• Task statement: Can you reproduce the text on grid ratio measurement below word for word, from its title through the final figure caption?

• Extract:
::::::

Nondestructive measurement of the grid ratio using a single image

Abstract

The antiscatter grid is an essential part of modern radiographic systems. Since the introduction of the antiscatter grid, however, there have been few methods proposed for acceptance testing and verification of manufacturer-supplied grid specifications. The grid ratio (r) is an important parameter describing the antiscatter grid because it affects many other grid quality metrics, such as the contrast improvement ratio (K), primary transmission (Tp), and scatter transmission (Ts). Also, the grid ratio in large part determines the primary clinical use of the grid. To this end, the authors present a technique for the nondestructive measurement of the grid ratio of antiscatter grids. They derived an equation that can be used to calculate the grid ratio from a single off-focus flat field image by exploiting the relationship between grid cutoff and off-focus distance. The calculation can be performed by hand or with included analysis software. They calculated the grid ratios of several different grids throughout the institution, and afterward they destructively measured the grid ratio of a nominal r8 grid previously evaluated with the method. They also studied the sensitivity of the method to technical factors and choice of parameters. With one exception, the results for the grids found in the institution were in agreement with the manufacturer's specifications and international standards. The nondestructive evaluation of the r8 grid indicated a ratio of 7.3, while the destructive measurement indicated a ratio of 7.53 +/- 0.28. Repeated evaluations of the same grid yielded consistent results. The technique provides the medical physicist with a new tool for quantitative evaluation of the grid ratio, an important grid performance criterion. The method is robust and repeatable when appropriate choices of technical factors and other parameters are made.

Figure 1

C is the off-axis distance from the centerline of the grid to a point on the flat field image with noticeable grid cutoff. $f_1$ or $f_2$ is the distance at which the off-focus image is acquired. Finally, h is the height of the grid septa and D is the width of the interspace.

Figure 2

Examples of variation in calculated grid ratio with changes in f or kVp. (a) Calculated r with changes in kVp for grid 3 imaged at an $85\mathrm{in.}$ SGD. (b) Calculated r versus $f_1$ for grid 2 measured at $40\mathrm{kVp}$. (c) Calculated r versus $f_2$ for grid 3 measured at $40\mathrm{kVp}$.

Figure 3

Analysis of an off-focus flat field image made at $f_2=203\mathrm{cm}$ with grid 3. (a) Change in the calculated r as a function of C. (b) $U_C∕U_0$ versus C in the off-focus flat field image.

::::::

• Data excerpts:
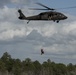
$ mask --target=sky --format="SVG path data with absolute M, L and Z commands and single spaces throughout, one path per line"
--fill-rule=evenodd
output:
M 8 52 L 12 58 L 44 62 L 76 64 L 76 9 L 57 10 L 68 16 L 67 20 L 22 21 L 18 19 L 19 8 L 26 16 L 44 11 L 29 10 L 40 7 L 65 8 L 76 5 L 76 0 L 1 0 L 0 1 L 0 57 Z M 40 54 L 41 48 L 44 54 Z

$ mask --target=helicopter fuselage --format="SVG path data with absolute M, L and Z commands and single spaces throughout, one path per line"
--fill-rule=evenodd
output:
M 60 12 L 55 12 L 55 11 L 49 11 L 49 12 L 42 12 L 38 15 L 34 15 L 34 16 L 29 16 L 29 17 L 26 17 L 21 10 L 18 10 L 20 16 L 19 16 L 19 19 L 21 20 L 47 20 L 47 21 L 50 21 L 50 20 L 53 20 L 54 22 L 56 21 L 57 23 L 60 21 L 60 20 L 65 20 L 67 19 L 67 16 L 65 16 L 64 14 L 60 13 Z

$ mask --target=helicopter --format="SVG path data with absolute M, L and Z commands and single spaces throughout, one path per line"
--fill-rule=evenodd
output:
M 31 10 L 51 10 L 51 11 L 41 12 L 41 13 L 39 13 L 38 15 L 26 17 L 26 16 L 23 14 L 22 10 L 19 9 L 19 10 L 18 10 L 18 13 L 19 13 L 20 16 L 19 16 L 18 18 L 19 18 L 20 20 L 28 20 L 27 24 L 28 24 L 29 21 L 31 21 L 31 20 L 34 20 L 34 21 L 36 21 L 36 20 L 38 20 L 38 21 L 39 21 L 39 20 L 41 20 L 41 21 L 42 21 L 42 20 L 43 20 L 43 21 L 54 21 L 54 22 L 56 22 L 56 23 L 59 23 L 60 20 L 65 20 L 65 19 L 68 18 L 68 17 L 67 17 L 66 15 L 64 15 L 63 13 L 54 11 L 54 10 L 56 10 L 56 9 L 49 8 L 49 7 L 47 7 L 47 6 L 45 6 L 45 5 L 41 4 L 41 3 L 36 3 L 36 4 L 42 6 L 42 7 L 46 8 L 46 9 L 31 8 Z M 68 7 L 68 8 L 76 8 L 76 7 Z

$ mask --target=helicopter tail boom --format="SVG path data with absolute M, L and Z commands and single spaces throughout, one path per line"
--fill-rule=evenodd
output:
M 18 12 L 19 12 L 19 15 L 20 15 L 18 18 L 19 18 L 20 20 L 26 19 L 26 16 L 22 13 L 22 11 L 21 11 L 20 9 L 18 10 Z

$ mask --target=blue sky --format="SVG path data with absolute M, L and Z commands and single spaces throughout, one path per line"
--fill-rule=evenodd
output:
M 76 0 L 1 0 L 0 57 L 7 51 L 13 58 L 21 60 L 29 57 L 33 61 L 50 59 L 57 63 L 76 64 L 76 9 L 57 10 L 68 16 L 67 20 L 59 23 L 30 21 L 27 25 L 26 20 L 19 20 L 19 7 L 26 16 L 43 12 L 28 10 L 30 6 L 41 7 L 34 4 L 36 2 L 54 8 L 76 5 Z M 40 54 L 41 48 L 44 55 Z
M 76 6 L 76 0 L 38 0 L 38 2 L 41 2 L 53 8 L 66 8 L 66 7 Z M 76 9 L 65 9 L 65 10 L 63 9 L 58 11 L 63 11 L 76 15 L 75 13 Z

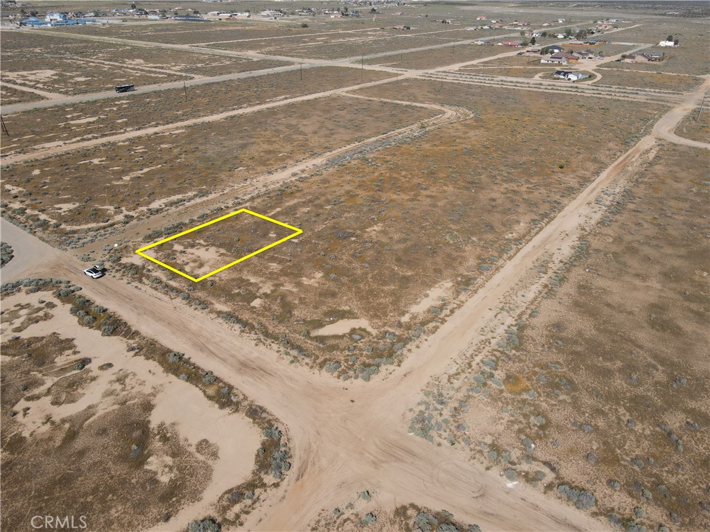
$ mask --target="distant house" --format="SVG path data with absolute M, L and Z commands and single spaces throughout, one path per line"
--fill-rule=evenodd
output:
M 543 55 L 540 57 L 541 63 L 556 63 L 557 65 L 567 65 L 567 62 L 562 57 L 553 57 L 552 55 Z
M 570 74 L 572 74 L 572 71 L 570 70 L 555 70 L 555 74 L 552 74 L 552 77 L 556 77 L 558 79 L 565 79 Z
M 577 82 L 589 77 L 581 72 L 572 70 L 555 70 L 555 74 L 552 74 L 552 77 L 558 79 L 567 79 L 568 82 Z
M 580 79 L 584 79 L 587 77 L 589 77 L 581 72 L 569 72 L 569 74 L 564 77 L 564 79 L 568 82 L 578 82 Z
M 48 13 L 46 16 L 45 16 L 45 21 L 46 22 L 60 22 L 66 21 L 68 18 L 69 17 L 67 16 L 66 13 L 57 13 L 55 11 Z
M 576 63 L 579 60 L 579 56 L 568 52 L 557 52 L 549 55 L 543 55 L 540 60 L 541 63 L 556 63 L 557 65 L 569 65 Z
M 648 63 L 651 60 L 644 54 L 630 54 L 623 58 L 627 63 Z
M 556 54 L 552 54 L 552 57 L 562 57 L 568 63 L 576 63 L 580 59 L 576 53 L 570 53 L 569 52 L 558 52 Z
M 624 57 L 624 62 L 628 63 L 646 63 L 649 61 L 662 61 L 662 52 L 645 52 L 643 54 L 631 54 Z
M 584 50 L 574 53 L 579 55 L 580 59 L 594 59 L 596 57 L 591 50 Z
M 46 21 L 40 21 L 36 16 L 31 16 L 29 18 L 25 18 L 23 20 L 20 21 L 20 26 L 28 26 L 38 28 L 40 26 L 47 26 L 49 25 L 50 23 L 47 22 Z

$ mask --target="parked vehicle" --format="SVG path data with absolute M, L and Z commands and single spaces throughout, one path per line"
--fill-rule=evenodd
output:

::::::

• Response area:
Nondestructive measurement of the grid ratio using a single image

Abstract

The antiscatter grid is an essential part of modern radiographic systems. Since the introduction of the antiscatter grid, however, there have been few methods proposed for acceptance testing and verification of manufacturer-supplied grid specifications. The grid ratio (r) is an important parameter describing the antiscatter grid because it affects many other grid quality metrics, such as the contrast improvement ratio (K), primary transmission (Tp), and scatter transmission (Ts). Also, the grid ratio in large part determines the primary clinical use of the grid. To this end, the authors present a technique for the nondestructive measurement of the grid ratio of antiscatter grids. They derived an equation that can be used to calculate the grid ratio from a single off-focus flat field image by exploiting the relationship between grid cutoff and off-focus distance. The calculation can be performed by hand or with included analysis software. They calculated the grid ratios of several different grids throughout the institution, and afterward they destructively measured the grid ratio of a nominal r8 grid previously evaluated with the method. They also studied the sensitivity of the method to technical factors and choice of parameters. With one exception, the results for the grids found in the institution were in agreement with the manufacturer's specifications and international standards. The nondestructive evaluation of the r8 grid indicated a ratio of 7.3, while the destructive measurement indicated a ratio of 7.53 +/- 0.28. Repeated evaluations of the same grid yielded consistent results. The technique provides the medical physicist with a new tool for quantitative evaluation of the grid ratio, an important grid performance criterion. The method is robust and repeatable when appropriate choices of technical factors and other parameters are made.

Figure 1

C is the off-axis distance from the centerline of the grid to a point on the flat field image with noticeable grid cutoff. $f_1$ or $f_2$ is the distance at which the off-focus image is acquired. Finally, h is the height of the grid septa and D is the width of the interspace.

Figure 2

Examples of variation in calculated grid ratio with changes in f or kVp. (a) Calculated r with changes in kVp for grid 3 imaged at an $85\mathrm{in.}$ SGD. (b) Calculated r versus $f_1$ for grid 2 measured at $40\mathrm{kVp}$. (c) Calculated r versus $f_2$ for grid 3 measured at $40\mathrm{kVp}$.

Figure 3

Analysis of an off-focus flat field image made at $f_2=203\mathrm{cm}$ with grid 3. (a) Change in the calculated r as a function of C. (b) $U_C∕U_0$ versus C in the off-focus flat field image.